* _Your objective_
Your task is to extract every entry that follows word for word while excluding the pictures.

* _Records_
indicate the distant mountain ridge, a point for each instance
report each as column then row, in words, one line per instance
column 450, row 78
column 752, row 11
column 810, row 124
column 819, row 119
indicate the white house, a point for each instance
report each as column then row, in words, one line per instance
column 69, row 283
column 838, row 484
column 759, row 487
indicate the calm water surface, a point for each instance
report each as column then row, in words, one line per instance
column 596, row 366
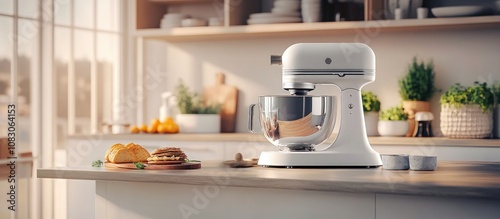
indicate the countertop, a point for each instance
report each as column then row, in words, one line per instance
column 451, row 179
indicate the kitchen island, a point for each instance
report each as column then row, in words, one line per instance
column 454, row 190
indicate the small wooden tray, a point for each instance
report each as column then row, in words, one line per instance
column 240, row 164
column 182, row 166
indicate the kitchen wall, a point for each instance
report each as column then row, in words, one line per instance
column 463, row 56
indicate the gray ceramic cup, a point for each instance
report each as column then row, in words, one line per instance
column 423, row 162
column 395, row 161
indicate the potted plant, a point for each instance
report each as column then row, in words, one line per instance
column 496, row 114
column 371, row 108
column 467, row 112
column 194, row 116
column 393, row 122
column 416, row 89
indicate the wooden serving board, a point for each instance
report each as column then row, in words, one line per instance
column 182, row 166
column 227, row 96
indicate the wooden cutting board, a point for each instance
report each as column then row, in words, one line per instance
column 182, row 166
column 227, row 96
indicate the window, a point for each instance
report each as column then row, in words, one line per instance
column 71, row 50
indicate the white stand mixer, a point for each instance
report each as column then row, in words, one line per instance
column 349, row 66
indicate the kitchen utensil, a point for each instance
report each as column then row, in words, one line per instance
column 349, row 66
column 227, row 96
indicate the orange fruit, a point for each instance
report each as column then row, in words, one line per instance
column 152, row 129
column 161, row 128
column 144, row 128
column 168, row 120
column 134, row 129
column 155, row 122
column 171, row 128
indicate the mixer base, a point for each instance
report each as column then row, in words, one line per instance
column 318, row 159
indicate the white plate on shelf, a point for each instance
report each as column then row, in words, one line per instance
column 274, row 20
column 459, row 11
column 271, row 15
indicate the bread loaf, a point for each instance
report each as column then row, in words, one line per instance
column 129, row 153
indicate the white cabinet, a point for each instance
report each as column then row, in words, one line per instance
column 136, row 200
column 420, row 207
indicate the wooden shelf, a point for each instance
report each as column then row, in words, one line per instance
column 259, row 138
column 179, row 1
column 301, row 29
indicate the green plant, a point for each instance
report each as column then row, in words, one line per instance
column 191, row 103
column 496, row 91
column 395, row 113
column 371, row 103
column 418, row 83
column 479, row 94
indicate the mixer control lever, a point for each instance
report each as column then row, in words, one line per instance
column 275, row 60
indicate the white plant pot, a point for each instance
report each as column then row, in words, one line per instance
column 371, row 123
column 466, row 121
column 392, row 128
column 198, row 123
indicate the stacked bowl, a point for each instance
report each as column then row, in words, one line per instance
column 172, row 20
column 311, row 11
column 283, row 11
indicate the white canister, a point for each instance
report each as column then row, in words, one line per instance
column 422, row 13
column 198, row 123
column 371, row 123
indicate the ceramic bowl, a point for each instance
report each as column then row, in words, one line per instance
column 395, row 161
column 423, row 162
column 193, row 22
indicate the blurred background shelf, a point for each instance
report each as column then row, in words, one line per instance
column 312, row 29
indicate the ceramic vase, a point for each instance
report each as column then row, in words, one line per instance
column 411, row 108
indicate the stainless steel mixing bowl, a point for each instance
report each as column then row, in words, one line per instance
column 295, row 122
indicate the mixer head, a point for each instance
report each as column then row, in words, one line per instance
column 347, row 65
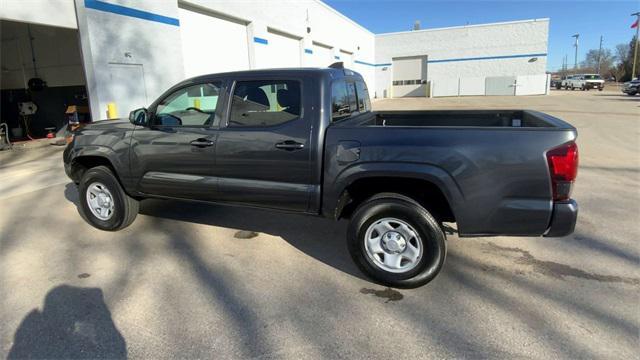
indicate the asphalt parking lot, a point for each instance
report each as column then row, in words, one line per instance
column 192, row 280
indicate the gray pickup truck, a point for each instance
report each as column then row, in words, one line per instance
column 306, row 141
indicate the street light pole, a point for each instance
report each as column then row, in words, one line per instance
column 600, row 54
column 575, row 62
column 635, row 52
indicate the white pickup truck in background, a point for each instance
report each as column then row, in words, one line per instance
column 584, row 82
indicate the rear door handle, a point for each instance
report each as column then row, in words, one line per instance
column 201, row 142
column 289, row 145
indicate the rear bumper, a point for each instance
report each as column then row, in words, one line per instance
column 563, row 220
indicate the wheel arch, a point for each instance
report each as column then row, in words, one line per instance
column 430, row 185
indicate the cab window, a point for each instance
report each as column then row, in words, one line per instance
column 190, row 106
column 347, row 98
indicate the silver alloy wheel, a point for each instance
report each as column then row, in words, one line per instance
column 393, row 245
column 100, row 201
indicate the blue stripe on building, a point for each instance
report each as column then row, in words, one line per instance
column 127, row 11
column 464, row 59
column 487, row 58
column 260, row 40
column 370, row 64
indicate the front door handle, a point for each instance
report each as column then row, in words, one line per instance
column 289, row 145
column 201, row 142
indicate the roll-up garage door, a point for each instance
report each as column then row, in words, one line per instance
column 410, row 76
column 283, row 50
column 212, row 43
column 322, row 55
column 347, row 58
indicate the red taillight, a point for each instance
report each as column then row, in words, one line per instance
column 563, row 167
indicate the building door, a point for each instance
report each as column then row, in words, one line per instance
column 283, row 50
column 322, row 55
column 347, row 58
column 212, row 43
column 127, row 87
column 410, row 76
column 500, row 85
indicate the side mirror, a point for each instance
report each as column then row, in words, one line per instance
column 139, row 117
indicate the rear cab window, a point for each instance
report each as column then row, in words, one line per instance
column 349, row 97
column 262, row 103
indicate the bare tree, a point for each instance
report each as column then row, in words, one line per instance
column 622, row 53
column 594, row 57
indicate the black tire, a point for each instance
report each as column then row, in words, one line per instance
column 125, row 207
column 397, row 206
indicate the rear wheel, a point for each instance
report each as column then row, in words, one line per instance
column 396, row 241
column 103, row 202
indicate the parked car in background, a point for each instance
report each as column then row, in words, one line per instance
column 306, row 141
column 586, row 82
column 566, row 81
column 631, row 87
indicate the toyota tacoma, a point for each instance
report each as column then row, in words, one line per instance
column 306, row 141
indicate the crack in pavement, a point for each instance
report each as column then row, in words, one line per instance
column 557, row 270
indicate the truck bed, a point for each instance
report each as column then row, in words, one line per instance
column 463, row 118
column 490, row 164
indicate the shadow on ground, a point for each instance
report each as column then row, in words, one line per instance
column 74, row 323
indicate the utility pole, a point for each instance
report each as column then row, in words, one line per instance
column 635, row 52
column 600, row 55
column 575, row 62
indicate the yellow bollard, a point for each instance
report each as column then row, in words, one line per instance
column 112, row 111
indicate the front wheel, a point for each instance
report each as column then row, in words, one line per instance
column 396, row 241
column 103, row 202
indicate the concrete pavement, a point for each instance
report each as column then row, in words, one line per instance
column 192, row 280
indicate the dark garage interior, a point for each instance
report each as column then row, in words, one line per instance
column 41, row 66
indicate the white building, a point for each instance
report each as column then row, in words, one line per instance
column 128, row 52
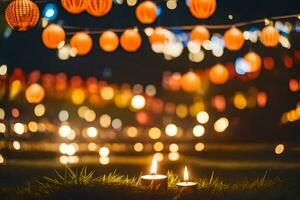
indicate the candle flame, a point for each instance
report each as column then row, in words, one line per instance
column 185, row 175
column 154, row 165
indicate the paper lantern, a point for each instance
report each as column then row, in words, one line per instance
column 254, row 61
column 218, row 74
column 146, row 12
column 199, row 34
column 202, row 9
column 108, row 41
column 82, row 42
column 131, row 40
column 234, row 39
column 22, row 15
column 35, row 93
column 52, row 36
column 269, row 36
column 99, row 8
column 75, row 6
column 190, row 82
column 158, row 36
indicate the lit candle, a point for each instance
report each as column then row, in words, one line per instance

* _Result for this exercise_
indicate the distant mountain ridge, a point for each instance
report each as column then row, in words, one line per instance
column 450, row 78
column 752, row 11
column 810, row 124
column 819, row 119
indicate the white house, a point for each instance
report each as column then row, in words, one line per instance
column 69, row 283
column 838, row 484
column 759, row 487
indicate the calm water surface, a point for each instance
report each as column then row, in words, one line per instance
column 596, row 366
indicate the countertop, a point for each instance
report each as column then row, in words, one line per instance
column 451, row 179
indicate the kitchen island, a point for each instance
report each as column then row, in words, one line per instance
column 454, row 190
indicate the small wooden tray, a point for each instance
report each as column then row, in words, one line per instance
column 240, row 164
column 182, row 166
indicate the kitchen wall, a point for each instance
report each as column then row, in words, one line per instance
column 463, row 56
indicate the gray ceramic cup, a point for each instance
report each as column then row, in words, one line per instance
column 423, row 162
column 395, row 161
indicate the potted plant, a point for each instance
report each as column then row, in words, one line per instance
column 496, row 114
column 371, row 108
column 467, row 112
column 194, row 116
column 393, row 122
column 416, row 89
indicate the wooden serving board, a point for each instance
report each as column then row, in words, one line per instance
column 182, row 166
column 227, row 96
indicate the wooden cutting board, a point for each instance
report each as column then row, in words, one line per instance
column 182, row 166
column 227, row 96
indicate the window, a point for each instance
report each as column then row, in words, one line per instance
column 71, row 50
indicate the white stand mixer, a point for each instance
report each as column then row, in words, one line per instance
column 349, row 66
indicate the kitchen utensil, a point for each instance
report each as column then row, in words, one line per instance
column 349, row 66
column 227, row 96
indicate the orange fruit, a point for each instance
report each as column then row, in words, one line per instance
column 152, row 129
column 161, row 128
column 144, row 128
column 168, row 120
column 134, row 129
column 155, row 122
column 171, row 128
indicate the mixer base, a point for each instance
report each as column then row, in words, one line per instance
column 318, row 159
indicate the white plate on shelf, a point for each instance
report each as column then row, in words, one line per instance
column 274, row 20
column 459, row 11
column 271, row 15
indicate the bread loaf, a point for each instance
report each as column then row, in words, one line per instance
column 129, row 153
indicate the white cabinet, a point for each instance
report each as column then row, in words, one line per instance
column 136, row 200
column 420, row 207
indicate the wooden shelf, a point for each instance
report each as column then row, in words, one line per instance
column 259, row 138
column 179, row 1
column 301, row 29
indicate the green plant, a point for each instance
report each as column then row, in words, one line per instance
column 191, row 103
column 496, row 91
column 395, row 113
column 371, row 103
column 418, row 83
column 479, row 94
indicate the mixer control lever, a point for each instance
report each as column then row, in words, one line per instance
column 275, row 60
indicate the white plant pot, a point for each instance
report each as column then row, in words, one line per instance
column 371, row 123
column 466, row 121
column 392, row 128
column 198, row 123
indicate the stacked bowl, a point for each instance
report each as column then row, in words, one line per instance
column 172, row 20
column 311, row 11
column 283, row 11
indicate the white canister, a point for each instance
report each as column then row, in words, one line per instance
column 422, row 13
column 198, row 123
column 371, row 123
indicate the ceramic bowl, a point for each instance
report each as column then row, in words, one line per instance
column 395, row 161
column 423, row 162
column 193, row 22
indicate the blurred background shelf, a point for each instance
report each as column then row, in words, one line per instance
column 312, row 29
indicate the ceramic vase, a point for each instance
report each as column then row, in words, one line per instance
column 411, row 108
indicate the stainless steel mixing bowl, a point for each instance
report each as column then row, in words, one line per instance
column 295, row 122
indicate the mixer head, a point for each instance
report each as column then row, in words, one line per instance
column 347, row 65
indicate the asphalt parking lot, a point for each instance
report each as column then row, in words, one line per instance
column 192, row 280
indicate the gray pickup truck, a point for each instance
report each as column then row, in words, one line per instance
column 306, row 141
indicate the street light pole, a point for each instance
report each as column then row, in words, one line per instance
column 600, row 54
column 575, row 62
column 635, row 52
indicate the white pickup truck in background, a point for each instance
report each as column then row, in words, one line per instance
column 584, row 82
indicate the rear door handle, a point for each instance
report each as column then row, in words, one line per instance
column 201, row 142
column 289, row 145
indicate the rear bumper, a point for each instance
report each as column then row, in words, one line per instance
column 563, row 220
indicate the wheel arch, a point for each instance
report each as column then row, in words, one line per instance
column 430, row 185
indicate the cab window, a point for each instance
report each as column then row, in words, one line per instance
column 190, row 106
column 347, row 98
indicate the silver alloy wheel, a point for each instance
report each as column then row, in words, one line per instance
column 393, row 245
column 100, row 201
indicate the blue stripe on building, a point for each instance
report each as column then row, in words, one line per instance
column 127, row 11
column 464, row 59
column 487, row 58
column 260, row 40
column 370, row 64
indicate the front door handle, a point for each instance
report each as column then row, in words, one line per instance
column 289, row 145
column 201, row 142
indicate the roll-up garage door, a point for each instance
report each as column then row, in words, one line per instance
column 410, row 76
column 283, row 50
column 212, row 43
column 322, row 55
column 347, row 58
indicate the red taillight, a point for each instance
report each as column then row, in words, one line per instance
column 563, row 167
indicate the building door, a point for each instance
report each as column then row, in words, one line per instance
column 283, row 50
column 322, row 55
column 347, row 58
column 212, row 43
column 127, row 87
column 410, row 76
column 500, row 85
indicate the side mirror, a point for each instance
report each as column then row, in words, one line per instance
column 139, row 117
indicate the rear cab window, a point for each instance
report each as column then row, in words, one line per instance
column 349, row 97
column 262, row 103
indicate the bare tree, a point for each instance
report each as column then row, in words, one line per instance
column 622, row 53
column 594, row 57
indicate the black tire, a point for each instance
report each as column then row, in words, one line per instance
column 125, row 207
column 397, row 206
indicate the rear wheel, a point for each instance
report each as column then row, in words, one line per instance
column 396, row 241
column 103, row 202
indicate the parked car in background, a point for each instance
report each as column then row, in words, one line per instance
column 306, row 141
column 586, row 82
column 566, row 81
column 631, row 87
indicate the toyota tacoma, a point for each instance
report each as column then row, in words, one line per instance
column 306, row 141
indicate the crack in pavement, a point for each instance
report each as column then row, in words, one line per instance
column 557, row 270
indicate the truck bed, a point for each instance
report each as column then row, in words, one line per instance
column 463, row 118
column 490, row 164
indicate the shadow on ground, a point for each instance
report each as column then row, in words, one line per instance
column 74, row 323
indicate the utility pole, a point for each instance
report each as column then row, in words, one line per instance
column 635, row 52
column 600, row 55
column 575, row 62
indicate the yellow bollard, a point for each instance
report each as column then row, in words, one line per instance
column 112, row 111
indicate the front wheel, a point for each instance
report each as column then row, in words, one line per instance
column 396, row 241
column 103, row 202
indicate the concrete pavement, a point for each instance
report each as column then row, in words, one line per instance
column 192, row 280
indicate the dark garage interior, a point for each instance
report each as column then row, in words, one line per instance
column 41, row 66
indicate the white building, a point for each instance
report each as column then row, in words, one line per instance
column 128, row 52
indicate the candle flame, a point for each instance
report each as column then row, in words, one line per instance
column 185, row 175
column 154, row 165
indicate the paper lantern, a point for each instance
report each as column then row, in words, one line per instance
column 254, row 61
column 218, row 74
column 146, row 12
column 199, row 34
column 202, row 9
column 108, row 41
column 82, row 42
column 131, row 40
column 234, row 39
column 22, row 15
column 35, row 93
column 52, row 36
column 269, row 36
column 99, row 8
column 75, row 6
column 190, row 82
column 158, row 36
indicate the lit candle, a point for each instance
report each as column then row, in words, one line per instance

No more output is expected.